Your task is to return the line containing "Target: fish pectoral fin" plus every line after it, exactly and with nothing added.
---------- Given information ----------
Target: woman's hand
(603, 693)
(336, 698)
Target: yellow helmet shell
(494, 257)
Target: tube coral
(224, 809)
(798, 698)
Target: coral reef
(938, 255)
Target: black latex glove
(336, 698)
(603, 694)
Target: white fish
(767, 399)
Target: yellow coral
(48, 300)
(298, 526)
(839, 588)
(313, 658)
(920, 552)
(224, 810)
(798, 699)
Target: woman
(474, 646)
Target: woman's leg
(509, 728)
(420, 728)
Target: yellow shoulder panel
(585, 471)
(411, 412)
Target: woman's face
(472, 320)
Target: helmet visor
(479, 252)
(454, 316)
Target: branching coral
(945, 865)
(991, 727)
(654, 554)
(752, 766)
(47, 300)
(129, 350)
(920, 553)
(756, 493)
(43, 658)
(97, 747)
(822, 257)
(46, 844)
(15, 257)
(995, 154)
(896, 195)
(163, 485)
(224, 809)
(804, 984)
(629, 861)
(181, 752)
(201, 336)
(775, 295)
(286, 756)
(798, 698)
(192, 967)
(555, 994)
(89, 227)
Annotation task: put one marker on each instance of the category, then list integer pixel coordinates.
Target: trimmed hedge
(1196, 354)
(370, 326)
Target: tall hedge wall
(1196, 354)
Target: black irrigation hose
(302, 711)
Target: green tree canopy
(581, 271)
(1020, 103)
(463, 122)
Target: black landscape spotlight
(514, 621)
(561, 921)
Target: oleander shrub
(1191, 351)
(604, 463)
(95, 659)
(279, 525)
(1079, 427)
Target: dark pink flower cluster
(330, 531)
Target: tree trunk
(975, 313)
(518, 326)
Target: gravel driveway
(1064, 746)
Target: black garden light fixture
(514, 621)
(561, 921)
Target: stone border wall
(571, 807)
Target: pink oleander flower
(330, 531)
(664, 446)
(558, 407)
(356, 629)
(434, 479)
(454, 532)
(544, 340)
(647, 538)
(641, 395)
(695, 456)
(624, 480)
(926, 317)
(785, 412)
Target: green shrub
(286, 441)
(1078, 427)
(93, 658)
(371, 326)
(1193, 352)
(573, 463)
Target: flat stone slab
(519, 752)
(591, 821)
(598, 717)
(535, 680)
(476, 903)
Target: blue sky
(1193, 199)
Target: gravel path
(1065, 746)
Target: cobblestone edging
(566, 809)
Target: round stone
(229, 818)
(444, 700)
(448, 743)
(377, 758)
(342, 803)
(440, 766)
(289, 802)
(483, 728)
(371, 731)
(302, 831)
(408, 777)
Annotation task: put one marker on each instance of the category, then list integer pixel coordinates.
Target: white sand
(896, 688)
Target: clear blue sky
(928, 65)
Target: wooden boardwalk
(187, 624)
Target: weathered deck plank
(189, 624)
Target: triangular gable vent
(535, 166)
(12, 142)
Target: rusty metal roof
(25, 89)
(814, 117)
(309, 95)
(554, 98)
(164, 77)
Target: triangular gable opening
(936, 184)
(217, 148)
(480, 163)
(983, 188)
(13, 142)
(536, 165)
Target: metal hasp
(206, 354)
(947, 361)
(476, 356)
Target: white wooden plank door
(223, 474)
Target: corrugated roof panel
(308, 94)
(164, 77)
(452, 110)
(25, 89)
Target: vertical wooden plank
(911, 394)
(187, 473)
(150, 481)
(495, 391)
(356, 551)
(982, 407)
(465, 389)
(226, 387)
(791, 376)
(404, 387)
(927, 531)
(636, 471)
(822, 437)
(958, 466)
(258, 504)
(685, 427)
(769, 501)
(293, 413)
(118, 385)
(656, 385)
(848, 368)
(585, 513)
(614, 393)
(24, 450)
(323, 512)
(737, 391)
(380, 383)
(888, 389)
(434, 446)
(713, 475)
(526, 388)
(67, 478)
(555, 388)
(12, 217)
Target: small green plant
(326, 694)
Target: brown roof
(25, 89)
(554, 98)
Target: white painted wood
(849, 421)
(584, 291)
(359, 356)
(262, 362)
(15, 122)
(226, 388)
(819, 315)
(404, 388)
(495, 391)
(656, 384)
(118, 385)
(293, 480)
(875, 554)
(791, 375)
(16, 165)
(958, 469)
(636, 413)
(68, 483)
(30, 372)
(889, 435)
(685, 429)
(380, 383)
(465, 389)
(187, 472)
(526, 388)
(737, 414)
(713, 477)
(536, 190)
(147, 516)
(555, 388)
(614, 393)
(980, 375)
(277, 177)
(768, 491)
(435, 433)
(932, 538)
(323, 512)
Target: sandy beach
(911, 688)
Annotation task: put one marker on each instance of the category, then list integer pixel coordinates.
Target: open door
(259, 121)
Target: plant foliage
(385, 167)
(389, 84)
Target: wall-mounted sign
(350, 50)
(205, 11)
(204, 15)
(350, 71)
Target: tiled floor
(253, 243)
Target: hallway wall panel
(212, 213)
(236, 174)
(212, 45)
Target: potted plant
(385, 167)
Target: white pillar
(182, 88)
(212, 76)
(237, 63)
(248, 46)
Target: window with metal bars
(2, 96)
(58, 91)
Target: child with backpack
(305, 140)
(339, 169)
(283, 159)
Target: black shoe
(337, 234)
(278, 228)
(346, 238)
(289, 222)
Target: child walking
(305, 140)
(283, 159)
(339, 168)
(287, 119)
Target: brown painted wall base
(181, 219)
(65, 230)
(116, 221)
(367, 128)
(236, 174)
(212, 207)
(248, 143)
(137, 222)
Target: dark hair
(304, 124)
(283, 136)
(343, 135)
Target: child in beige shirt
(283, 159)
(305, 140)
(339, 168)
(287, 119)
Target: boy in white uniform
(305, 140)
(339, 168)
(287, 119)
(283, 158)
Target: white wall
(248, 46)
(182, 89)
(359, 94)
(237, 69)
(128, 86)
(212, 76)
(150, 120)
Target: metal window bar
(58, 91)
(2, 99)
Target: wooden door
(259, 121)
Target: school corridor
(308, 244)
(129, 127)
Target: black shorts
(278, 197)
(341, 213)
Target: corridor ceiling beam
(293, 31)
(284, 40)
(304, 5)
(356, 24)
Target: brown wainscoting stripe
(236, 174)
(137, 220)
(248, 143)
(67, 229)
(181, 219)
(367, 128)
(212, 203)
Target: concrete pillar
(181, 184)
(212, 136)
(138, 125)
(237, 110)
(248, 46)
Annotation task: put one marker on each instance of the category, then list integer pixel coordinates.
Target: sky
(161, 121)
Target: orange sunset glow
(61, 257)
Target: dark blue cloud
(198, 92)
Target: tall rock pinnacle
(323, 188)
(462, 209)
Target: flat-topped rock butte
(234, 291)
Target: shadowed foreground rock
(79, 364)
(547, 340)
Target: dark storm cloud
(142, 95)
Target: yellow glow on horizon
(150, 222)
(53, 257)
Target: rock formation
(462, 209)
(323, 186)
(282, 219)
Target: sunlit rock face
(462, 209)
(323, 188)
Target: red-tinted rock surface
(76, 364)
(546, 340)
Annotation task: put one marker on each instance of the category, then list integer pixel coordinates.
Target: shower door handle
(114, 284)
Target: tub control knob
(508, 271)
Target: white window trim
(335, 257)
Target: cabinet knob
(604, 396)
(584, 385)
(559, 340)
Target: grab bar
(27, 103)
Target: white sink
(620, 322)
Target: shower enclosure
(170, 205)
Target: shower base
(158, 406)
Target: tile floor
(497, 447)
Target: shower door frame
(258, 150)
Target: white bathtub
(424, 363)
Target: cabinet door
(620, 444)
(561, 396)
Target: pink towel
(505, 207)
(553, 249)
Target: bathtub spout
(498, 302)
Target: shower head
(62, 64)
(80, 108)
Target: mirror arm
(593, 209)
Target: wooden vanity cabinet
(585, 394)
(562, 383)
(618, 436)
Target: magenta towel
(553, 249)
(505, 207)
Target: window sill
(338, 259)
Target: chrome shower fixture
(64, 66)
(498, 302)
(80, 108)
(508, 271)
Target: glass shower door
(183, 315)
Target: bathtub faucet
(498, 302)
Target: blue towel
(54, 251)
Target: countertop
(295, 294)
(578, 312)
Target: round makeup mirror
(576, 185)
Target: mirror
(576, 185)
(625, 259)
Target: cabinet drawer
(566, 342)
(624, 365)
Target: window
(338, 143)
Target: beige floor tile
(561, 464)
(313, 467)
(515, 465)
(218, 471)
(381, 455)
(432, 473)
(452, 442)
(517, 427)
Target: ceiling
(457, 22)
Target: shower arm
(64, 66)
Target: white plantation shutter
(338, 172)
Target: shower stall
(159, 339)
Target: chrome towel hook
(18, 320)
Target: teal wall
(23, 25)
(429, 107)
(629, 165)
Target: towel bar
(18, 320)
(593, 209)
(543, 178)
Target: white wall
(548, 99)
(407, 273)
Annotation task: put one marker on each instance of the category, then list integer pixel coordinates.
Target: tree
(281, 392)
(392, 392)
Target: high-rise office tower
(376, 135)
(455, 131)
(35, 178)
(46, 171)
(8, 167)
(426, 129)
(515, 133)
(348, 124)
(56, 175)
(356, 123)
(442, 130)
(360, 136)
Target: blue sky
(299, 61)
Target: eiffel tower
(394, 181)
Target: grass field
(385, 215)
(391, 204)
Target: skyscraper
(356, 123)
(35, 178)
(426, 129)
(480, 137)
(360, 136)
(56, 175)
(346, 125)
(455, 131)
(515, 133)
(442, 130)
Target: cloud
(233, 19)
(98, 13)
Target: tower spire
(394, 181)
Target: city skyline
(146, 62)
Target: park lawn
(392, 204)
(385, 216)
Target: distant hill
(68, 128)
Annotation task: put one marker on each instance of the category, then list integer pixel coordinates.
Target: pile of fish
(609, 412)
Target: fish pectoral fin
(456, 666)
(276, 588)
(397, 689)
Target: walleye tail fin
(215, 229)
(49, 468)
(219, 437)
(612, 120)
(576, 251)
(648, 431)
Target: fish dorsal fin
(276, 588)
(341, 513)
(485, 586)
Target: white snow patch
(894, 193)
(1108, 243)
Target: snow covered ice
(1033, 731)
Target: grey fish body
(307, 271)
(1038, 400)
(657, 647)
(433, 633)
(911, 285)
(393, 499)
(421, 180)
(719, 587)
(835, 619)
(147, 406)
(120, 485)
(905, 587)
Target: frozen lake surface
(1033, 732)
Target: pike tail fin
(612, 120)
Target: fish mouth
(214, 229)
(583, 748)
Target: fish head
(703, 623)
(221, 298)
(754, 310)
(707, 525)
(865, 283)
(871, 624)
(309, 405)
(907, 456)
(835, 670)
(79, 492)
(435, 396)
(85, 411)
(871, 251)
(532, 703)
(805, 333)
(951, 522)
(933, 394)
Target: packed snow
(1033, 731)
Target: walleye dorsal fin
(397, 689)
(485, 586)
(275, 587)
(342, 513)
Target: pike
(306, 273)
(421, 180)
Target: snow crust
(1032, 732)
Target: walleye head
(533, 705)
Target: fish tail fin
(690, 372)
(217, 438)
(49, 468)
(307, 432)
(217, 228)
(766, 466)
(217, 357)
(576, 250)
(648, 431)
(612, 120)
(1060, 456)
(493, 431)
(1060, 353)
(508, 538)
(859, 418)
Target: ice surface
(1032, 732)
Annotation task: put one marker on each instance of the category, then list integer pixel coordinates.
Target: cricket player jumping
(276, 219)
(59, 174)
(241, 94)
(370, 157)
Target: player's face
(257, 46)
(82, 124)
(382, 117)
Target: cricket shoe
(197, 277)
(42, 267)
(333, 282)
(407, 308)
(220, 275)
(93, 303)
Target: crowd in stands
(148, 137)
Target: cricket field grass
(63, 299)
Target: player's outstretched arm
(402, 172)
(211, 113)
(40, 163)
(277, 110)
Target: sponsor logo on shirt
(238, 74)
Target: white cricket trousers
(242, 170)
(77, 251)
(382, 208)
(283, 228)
----------
__Response__.
Target: fish pectoral fin
(456, 666)
(276, 588)
(397, 689)
Target: walleye tail fin
(215, 229)
(49, 468)
(219, 437)
(612, 120)
(576, 251)
(648, 431)
Target: fish dorsal fin
(276, 588)
(341, 513)
(485, 586)
Target: white snow patch
(894, 193)
(1108, 243)
Target: snow covered ice
(1033, 731)
Target: grey fish body
(307, 271)
(1038, 400)
(657, 647)
(433, 633)
(911, 285)
(393, 499)
(421, 180)
(719, 587)
(835, 619)
(147, 406)
(120, 485)
(905, 587)
Target: frozen lake surface
(1033, 732)
Target: pike tail fin
(612, 120)
Target: fish mouth
(214, 229)
(583, 748)
Target: fish head
(703, 623)
(221, 298)
(754, 310)
(707, 525)
(865, 283)
(871, 624)
(309, 405)
(907, 456)
(835, 670)
(79, 492)
(435, 396)
(85, 411)
(871, 251)
(532, 703)
(805, 333)
(951, 522)
(933, 394)
Target: packed snow
(1033, 731)
Target: walleye dorsal fin
(397, 689)
(485, 586)
(275, 587)
(342, 513)
Target: pike
(306, 273)
(421, 180)
Target: snow crust
(1032, 732)
Target: walleye head
(533, 705)
Target: fish tail fin
(690, 372)
(217, 438)
(49, 468)
(307, 432)
(217, 228)
(766, 466)
(217, 357)
(576, 250)
(648, 431)
(612, 120)
(1060, 456)
(493, 431)
(1060, 353)
(508, 538)
(859, 418)
Target: ice surface
(1032, 732)
Annotation task: put one marker on each instance of the category, then list integer pixel coordinates.
Target: cricket player jumping
(276, 219)
(59, 174)
(241, 94)
(370, 157)
Target: player's face
(257, 46)
(82, 124)
(382, 117)
Target: cricket shoe
(197, 277)
(42, 267)
(333, 282)
(407, 308)
(220, 275)
(93, 303)
Target: crowd in stands
(148, 137)
Target: cricket field grass
(63, 299)
Target: player's outstretched arm
(402, 172)
(211, 113)
(40, 163)
(277, 110)
Target: sponsor logo on shirt
(238, 74)
Target: white cricket trousers
(242, 170)
(77, 251)
(382, 208)
(283, 228)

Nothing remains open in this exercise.